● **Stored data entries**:
-- Begin --
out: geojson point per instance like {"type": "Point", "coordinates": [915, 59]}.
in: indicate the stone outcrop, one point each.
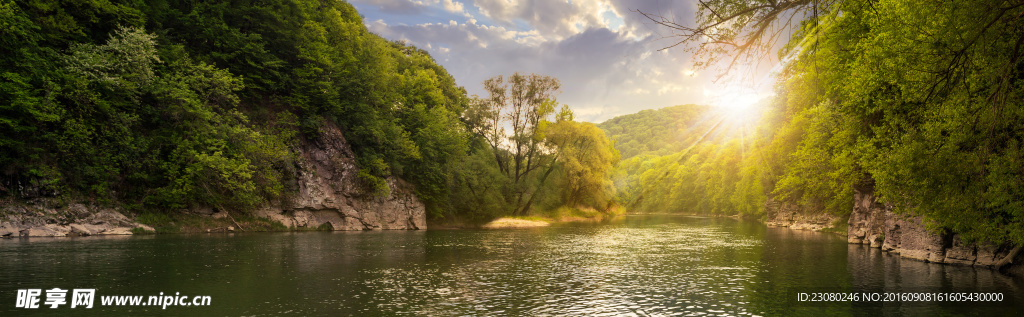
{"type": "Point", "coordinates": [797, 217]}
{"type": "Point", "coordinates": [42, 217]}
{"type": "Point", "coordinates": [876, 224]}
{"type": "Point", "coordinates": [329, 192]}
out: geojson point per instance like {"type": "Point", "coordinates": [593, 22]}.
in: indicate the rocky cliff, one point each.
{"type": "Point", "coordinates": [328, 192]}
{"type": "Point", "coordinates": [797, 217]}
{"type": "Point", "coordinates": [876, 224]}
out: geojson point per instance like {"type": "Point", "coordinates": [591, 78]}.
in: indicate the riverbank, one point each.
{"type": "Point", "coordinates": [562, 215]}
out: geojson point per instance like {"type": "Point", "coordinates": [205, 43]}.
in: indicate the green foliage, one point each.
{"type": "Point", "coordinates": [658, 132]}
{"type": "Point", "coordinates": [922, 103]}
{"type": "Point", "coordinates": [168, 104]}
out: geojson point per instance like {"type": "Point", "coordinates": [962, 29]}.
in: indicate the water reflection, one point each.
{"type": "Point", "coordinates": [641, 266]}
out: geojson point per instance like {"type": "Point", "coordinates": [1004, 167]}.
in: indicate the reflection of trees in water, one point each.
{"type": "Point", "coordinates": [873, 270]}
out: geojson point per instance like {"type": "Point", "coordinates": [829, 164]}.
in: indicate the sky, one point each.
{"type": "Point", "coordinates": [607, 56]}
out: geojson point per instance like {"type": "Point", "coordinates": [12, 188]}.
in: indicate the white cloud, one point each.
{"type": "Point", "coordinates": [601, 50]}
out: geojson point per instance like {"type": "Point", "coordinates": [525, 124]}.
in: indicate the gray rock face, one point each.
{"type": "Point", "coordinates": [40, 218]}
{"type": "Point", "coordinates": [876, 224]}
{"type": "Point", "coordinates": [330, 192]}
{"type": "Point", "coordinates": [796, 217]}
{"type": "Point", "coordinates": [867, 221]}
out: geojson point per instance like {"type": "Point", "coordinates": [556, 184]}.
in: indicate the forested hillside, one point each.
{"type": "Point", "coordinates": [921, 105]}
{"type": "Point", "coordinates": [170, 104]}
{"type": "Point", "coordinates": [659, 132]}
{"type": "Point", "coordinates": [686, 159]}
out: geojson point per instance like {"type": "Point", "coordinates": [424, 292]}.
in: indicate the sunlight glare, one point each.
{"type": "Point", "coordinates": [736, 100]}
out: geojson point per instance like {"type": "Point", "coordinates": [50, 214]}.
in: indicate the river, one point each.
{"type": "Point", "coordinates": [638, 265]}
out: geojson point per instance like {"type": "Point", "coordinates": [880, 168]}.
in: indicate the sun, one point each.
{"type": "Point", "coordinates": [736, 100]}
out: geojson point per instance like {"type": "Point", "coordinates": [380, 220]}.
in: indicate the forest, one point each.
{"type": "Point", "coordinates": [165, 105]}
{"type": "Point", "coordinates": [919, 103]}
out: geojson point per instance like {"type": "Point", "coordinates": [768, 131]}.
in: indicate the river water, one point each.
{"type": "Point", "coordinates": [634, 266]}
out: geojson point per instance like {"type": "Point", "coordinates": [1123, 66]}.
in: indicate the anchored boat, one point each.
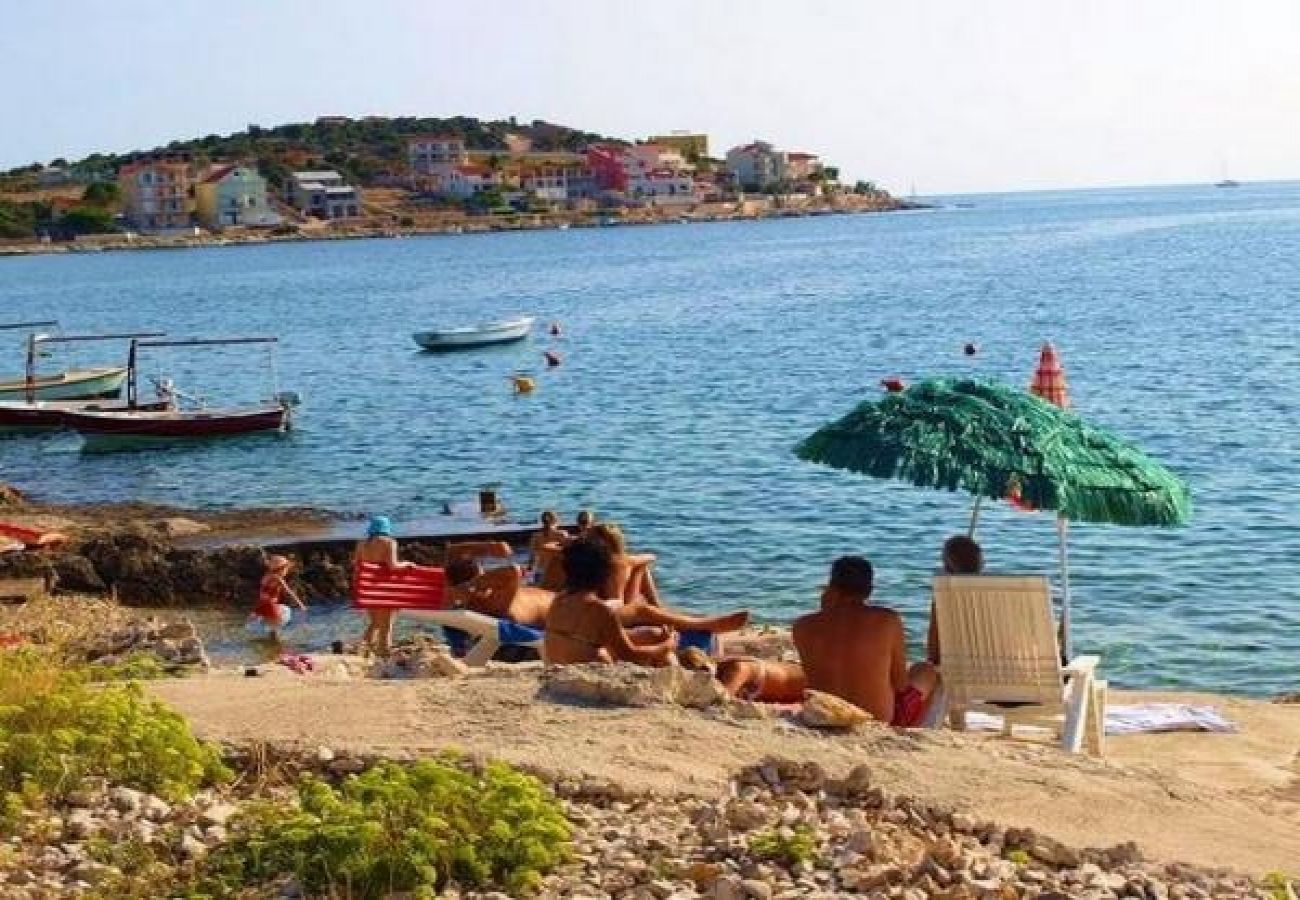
-- End --
● **Short task**: Copy the data character for character, but drop all pictures from the copy.

● **The solution**:
out: geojson point per instance like {"type": "Point", "coordinates": [915, 59]}.
in: indicate the stone outcrop, one point each.
{"type": "Point", "coordinates": [797, 217]}
{"type": "Point", "coordinates": [42, 217]}
{"type": "Point", "coordinates": [876, 224]}
{"type": "Point", "coordinates": [329, 192]}
out: geojson point per instance like {"type": "Point", "coordinates": [593, 22]}.
in: indicate the rocky cliff, one point each.
{"type": "Point", "coordinates": [328, 192]}
{"type": "Point", "coordinates": [797, 217]}
{"type": "Point", "coordinates": [876, 224]}
out: geojson point per instance like {"type": "Point", "coordinates": [591, 78]}.
in: indicate the riverbank, one point each.
{"type": "Point", "coordinates": [562, 215]}
out: geojson point per instance like {"type": "Point", "coordinates": [205, 43]}.
in: indicate the green foliage, one point each.
{"type": "Point", "coordinates": [658, 132]}
{"type": "Point", "coordinates": [922, 103]}
{"type": "Point", "coordinates": [168, 104]}
out: geojson point per instance like {"type": "Point", "coordinates": [962, 29]}.
in: indicate the water reflection, one point each.
{"type": "Point", "coordinates": [641, 266]}
out: geojson point per instance like {"type": "Point", "coordinates": [1004, 167]}.
in: indicate the reflection of trees in water, one point each.
{"type": "Point", "coordinates": [873, 270]}
out: geojson point per instance like {"type": "Point", "coordinates": [829, 164]}.
in: indicate the sky, one point each.
{"type": "Point", "coordinates": [607, 56]}
out: geojson point per instance like {"type": "Point", "coordinates": [12, 188]}.
in: indicate the white cloud, one point each.
{"type": "Point", "coordinates": [601, 50]}
out: geojson point per instance like {"type": "Point", "coordinates": [525, 124]}.
in: indicate the gray rock face, one point each.
{"type": "Point", "coordinates": [40, 218]}
{"type": "Point", "coordinates": [876, 224]}
{"type": "Point", "coordinates": [330, 192]}
{"type": "Point", "coordinates": [796, 217]}
{"type": "Point", "coordinates": [867, 221]}
out: geojson point per instance like {"type": "Point", "coordinates": [556, 184]}.
in: indicate the forested hillside, one point each.
{"type": "Point", "coordinates": [921, 105]}
{"type": "Point", "coordinates": [170, 104]}
{"type": "Point", "coordinates": [659, 132]}
{"type": "Point", "coordinates": [686, 159]}
out: geojson point per instance like {"type": "Point", "coordinates": [424, 292]}.
in: indicate the sunlight glare, one point each.
{"type": "Point", "coordinates": [736, 100]}
out: geojson point per instance like {"type": "Point", "coordinates": [50, 214]}.
in: indicate the river, one point each.
{"type": "Point", "coordinates": [638, 265]}
out: geojson point per instance like {"type": "Point", "coordinates": [880, 168]}.
in: indicate the sun, one point each.
{"type": "Point", "coordinates": [736, 100]}
out: geojson point per instance like {"type": "Point", "coordinates": [380, 220]}.
in: indicate the forest, one point each.
{"type": "Point", "coordinates": [165, 105]}
{"type": "Point", "coordinates": [919, 103]}
out: geojson point per instance like {"type": "Point", "coordinates": [768, 131]}.
in: indicate the river water, one point each.
{"type": "Point", "coordinates": [634, 266]}
out: geojson point per instance like {"type": "Point", "coordinates": [1123, 66]}.
in: indicate the anchored boat, one point each.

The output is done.